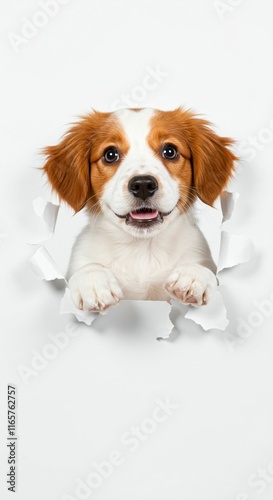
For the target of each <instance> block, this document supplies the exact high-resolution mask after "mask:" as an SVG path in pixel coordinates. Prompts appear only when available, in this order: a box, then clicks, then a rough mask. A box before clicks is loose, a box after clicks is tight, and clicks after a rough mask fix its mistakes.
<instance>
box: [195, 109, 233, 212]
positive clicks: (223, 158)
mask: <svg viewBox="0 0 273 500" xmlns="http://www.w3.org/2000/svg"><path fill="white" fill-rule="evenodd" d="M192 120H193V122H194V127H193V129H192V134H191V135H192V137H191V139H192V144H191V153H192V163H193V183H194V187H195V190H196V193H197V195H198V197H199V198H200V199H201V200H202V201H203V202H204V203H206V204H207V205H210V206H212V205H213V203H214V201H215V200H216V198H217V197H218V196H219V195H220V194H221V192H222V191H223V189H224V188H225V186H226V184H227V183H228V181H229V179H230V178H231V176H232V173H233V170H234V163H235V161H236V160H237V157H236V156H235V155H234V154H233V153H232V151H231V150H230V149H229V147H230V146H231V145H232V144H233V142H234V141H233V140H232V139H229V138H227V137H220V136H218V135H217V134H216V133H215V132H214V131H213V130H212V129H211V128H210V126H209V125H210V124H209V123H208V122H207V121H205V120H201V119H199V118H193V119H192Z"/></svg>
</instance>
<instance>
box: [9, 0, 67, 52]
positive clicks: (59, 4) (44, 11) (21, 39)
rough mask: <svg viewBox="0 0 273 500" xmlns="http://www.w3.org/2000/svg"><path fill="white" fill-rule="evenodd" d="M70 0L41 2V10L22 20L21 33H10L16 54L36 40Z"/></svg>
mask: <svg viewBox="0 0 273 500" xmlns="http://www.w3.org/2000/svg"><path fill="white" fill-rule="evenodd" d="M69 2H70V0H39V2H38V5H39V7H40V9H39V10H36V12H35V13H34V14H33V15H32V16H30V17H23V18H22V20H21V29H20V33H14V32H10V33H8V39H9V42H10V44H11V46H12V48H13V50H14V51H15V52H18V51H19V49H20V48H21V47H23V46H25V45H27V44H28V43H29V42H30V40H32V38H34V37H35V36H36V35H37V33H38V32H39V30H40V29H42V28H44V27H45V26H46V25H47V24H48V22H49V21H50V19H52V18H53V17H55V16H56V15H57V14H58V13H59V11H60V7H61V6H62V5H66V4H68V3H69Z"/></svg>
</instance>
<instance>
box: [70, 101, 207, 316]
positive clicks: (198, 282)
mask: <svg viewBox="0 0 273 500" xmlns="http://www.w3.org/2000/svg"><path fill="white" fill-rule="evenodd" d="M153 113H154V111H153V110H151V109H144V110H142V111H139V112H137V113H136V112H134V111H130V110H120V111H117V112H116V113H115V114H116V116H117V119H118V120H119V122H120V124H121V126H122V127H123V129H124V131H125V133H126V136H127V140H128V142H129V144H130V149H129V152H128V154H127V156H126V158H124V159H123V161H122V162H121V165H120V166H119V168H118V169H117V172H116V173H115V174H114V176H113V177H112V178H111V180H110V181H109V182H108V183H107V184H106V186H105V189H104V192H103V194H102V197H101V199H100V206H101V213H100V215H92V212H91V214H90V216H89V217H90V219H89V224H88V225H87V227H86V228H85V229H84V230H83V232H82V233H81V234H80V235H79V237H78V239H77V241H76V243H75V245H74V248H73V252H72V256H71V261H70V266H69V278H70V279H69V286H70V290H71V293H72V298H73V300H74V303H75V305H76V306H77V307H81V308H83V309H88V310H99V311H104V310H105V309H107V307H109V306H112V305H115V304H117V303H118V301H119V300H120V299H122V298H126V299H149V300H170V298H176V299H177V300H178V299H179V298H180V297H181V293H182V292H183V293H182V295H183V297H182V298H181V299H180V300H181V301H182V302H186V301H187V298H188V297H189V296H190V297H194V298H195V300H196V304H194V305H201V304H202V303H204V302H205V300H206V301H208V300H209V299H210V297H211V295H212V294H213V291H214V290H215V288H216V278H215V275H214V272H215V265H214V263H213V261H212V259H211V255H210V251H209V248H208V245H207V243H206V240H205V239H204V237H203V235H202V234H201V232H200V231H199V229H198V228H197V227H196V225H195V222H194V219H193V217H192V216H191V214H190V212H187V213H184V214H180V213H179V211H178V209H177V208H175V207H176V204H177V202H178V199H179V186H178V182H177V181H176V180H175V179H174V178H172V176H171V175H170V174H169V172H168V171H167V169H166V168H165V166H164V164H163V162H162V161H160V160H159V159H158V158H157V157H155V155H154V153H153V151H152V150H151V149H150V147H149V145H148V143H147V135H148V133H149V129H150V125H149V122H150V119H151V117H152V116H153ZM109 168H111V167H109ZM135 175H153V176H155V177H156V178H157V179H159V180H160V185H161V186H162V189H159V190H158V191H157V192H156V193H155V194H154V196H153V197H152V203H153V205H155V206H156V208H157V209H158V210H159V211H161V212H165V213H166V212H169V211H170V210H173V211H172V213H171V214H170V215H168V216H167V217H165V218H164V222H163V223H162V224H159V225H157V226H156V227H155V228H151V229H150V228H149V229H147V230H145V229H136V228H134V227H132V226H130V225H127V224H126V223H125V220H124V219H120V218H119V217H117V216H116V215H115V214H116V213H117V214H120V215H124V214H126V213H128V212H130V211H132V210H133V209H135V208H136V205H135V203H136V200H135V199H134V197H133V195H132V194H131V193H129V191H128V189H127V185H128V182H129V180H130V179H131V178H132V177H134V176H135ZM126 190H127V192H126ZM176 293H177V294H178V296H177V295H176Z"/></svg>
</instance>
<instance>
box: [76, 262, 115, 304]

▸ **GOAL OF THE EXERCISE**: Render the entries from their beginning through the line containing "box: [195, 109, 233, 212]", inclusive, as a JSON list of strings with one string per line. Omit blank lines and leave the picture out.

▸ **RESULT**:
[
  "For the target of each <instance> block, this document supplies the exact high-resolution mask after \"mask:\" as an SVG path in pixel coordinates. Prompts appear only when available, in this order: a box, then clicks, then a rough mask. A box before clicks is loose, a box after clicks is tight, and clicks after a rough mask fix its mistakes.",
  "<instance>",
  "box: [195, 109, 233, 212]"
]